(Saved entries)
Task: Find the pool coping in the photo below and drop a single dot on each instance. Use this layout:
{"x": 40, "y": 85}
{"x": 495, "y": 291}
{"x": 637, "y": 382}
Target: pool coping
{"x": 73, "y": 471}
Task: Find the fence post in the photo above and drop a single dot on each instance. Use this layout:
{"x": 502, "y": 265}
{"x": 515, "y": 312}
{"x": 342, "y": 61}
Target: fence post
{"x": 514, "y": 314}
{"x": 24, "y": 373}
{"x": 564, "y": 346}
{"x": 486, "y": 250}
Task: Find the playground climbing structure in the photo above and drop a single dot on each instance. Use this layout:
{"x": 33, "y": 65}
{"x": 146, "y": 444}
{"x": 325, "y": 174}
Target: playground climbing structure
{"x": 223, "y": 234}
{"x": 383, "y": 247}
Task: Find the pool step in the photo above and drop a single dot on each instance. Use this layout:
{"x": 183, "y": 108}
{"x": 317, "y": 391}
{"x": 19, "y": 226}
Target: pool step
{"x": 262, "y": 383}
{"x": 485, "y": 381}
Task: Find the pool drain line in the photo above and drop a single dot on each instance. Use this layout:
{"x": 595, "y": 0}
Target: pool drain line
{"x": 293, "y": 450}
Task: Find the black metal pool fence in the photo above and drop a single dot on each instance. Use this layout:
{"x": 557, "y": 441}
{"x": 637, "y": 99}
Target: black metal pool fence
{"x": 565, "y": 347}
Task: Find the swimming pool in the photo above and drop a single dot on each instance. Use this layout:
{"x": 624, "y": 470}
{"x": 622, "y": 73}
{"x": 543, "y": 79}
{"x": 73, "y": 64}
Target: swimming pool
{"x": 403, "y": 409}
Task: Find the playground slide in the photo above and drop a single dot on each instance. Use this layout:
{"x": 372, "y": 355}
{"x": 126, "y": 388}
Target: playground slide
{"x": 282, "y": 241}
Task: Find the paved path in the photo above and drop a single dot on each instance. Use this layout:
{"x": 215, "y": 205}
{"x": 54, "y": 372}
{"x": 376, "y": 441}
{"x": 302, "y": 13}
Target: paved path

◆ What is being asked
One line above contains "Target: playground slide". Output that line and each one after it, word for word, and nothing else.

◆ Response to the exercise
Target: playground slide
{"x": 282, "y": 241}
Task: Find the paved path in the photo above and drop a single dot on each instance. Use this layout:
{"x": 215, "y": 205}
{"x": 54, "y": 372}
{"x": 376, "y": 441}
{"x": 302, "y": 13}
Target: paved path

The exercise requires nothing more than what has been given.